14

Okay I know this has been asked before with a limited example for scaling [-1, 1] intervals [a, b] Different intervals for Gauss-Legendre quadrature in numpy BUT no one has posted how to generalize this for [-a, Infinity] (as is done below, but not (yet) fast). Also this shows how to call a complex function (in quantitative option pricing anyhow) with several implementations. There is the benchmark quad code, followed by leggauss, with links to code examples on how to implement an adaptive algorithm. I have worked through most of the linked adaptive algorithm difficulties - it currently prints the sum of the divided integral to show it works correctly. Here you will find functions to convert a range from [-1, 1] to [0, 1] to [a, Infinity] (thanks @AlexisClarembeau). To use the adaptive algorithm I had to create another function to convert from [-1, 1] to [a, b] which is fed back into the [a, Infinity] function.

import numpy as np
from scipy.stats import norm, lognorm
from scipy.integrate import quad

a = 0
degrees = 50

flag=-1.0000
F = 1.2075
K = 0.1251
vol = 0.43
T2 = 0.0411
T1 = 0.0047

def integrand(x, flag, F, K, vol, T2, T1):
    d1 = (np.log(x / (x+K)) + 0.5 * (vol**2) * (T2-T1)) / (vol * np.sqrt(T2 - T1))
    d2 = d1 - vol*np.sqrt(T2 - T1)
    mu = np.log(F) - 0.5 *vol **2 * T1
    sigma = vol * np.sqrt(T1)
    return lognorm.pdf(x, mu, sigma) * (flag * x*norm.cdf(flag * d1) - flag * (x+K)*norm.cdf(flag * d2))

def transform_integral_0_1_to_Infinity(x, a): 
    return integrand(a+(x/(1-x)), flag, F, K, vol, T2, T1) *(1/(1-x)**2); 

def transform_integral_negative1_1_to_0_1(x, a): 
    return 0.5 * transform_integral_0_1_to_Infinity((x+1)/2, a)

def transform_integral_negative1_1_to_a_b(x, w, a, b):
    return np.sum(w*(0.5 * transform_integral_0_1_to_Infinity(((x+1)/2*(b-a)+a), a)))

def adaptive_integration(x, w, a=-1, b=1, lastsplit=False, precision=1e-10):
    #split the integral in half assuming [-1, 1] range
    midpoint = (a+b)/2
    interval1 = transform_integral_negative1_1_to_a_b(x, w, a, midpoint)
    interval2 = transform_integral_negative1_1_to_a_b(x, w, midpoint, b)
    return interval1+interval2 #just shows this is correct for splitting the interval

def integrate(x, w, a): 
    return np.sum(w*transform_integral_negative1_1_to_0_1(x, a))

x, w = np.polynomial.legendre.leggauss(degrees) 
quadresult = quad(integrand, a, np.Inf, args=(flag, F, K, vol, T2, T1), epsabs=1e-1000)[0]
GL = integrate(x, w, a)
print("Adaptive Sum Result:")
print(adaptive_integration(x, w))
print("GL result"); 
print(GL)
print("QUAD result")
print(quadresult)

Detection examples
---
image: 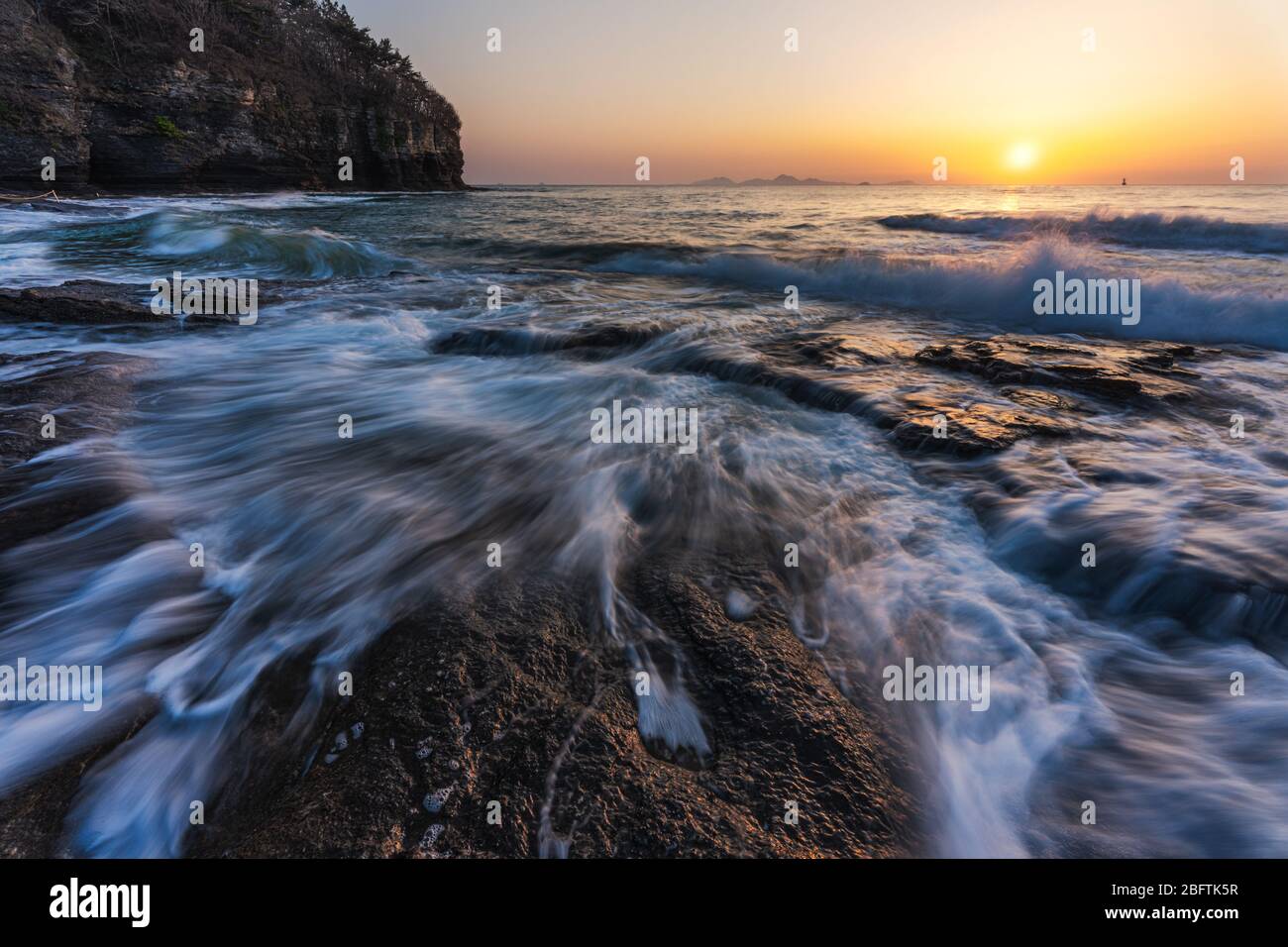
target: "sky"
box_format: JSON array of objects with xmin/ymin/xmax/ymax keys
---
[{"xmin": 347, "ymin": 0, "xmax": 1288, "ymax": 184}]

Task set »
(1) Answer these questions about the quadrature post, one a line:
(a) What value is assigned to degrees?
(b) According to the post, what does the adaptive algorithm currently print to show it works correctly?
(c) Which function from scipy.integrate serves as the benchmark?
(2) Edit the quadrature post from "return interval1+interval2 #just" through "GL = integrate(x, w, a)" so that "quadresult" becomes "quad_result", and give that stretch in full.
(3) Say whether each statement agrees with the quadrature post, answering yes or no with the deciding words quoted:
(a) The variable vol is set to 0.43.
(b) The adaptive integration function splits the integral into three parts.
(c) The quad call integrates up to infinity.
The records aren't needed for this work.

Results for each task »
(1)
(a) 50
(b) The sum of the divided integral
(c) quad

(2)
return interval1+interval2 #just shows this is correct for splitting the interval

def integrate(x, w, a): 
    return np.sum(w*transform_integral_negative1_1_to_0_1(x, a))

x, w = np.polynomial.legendre.leggauss(degrees) 
quad_result = quad(integrand, a, np.Inf, args=(flag, F, K, vol, T2, T1), epsabs=1e-1000)[0]
GL = integrate(x, w, a)

(3)
(a) Yes: "vol = 0.43"
(b) No: "#split the integral in half assuming [-1, 1] range"
(c) Yes: "quad(integrand, a, np.Inf"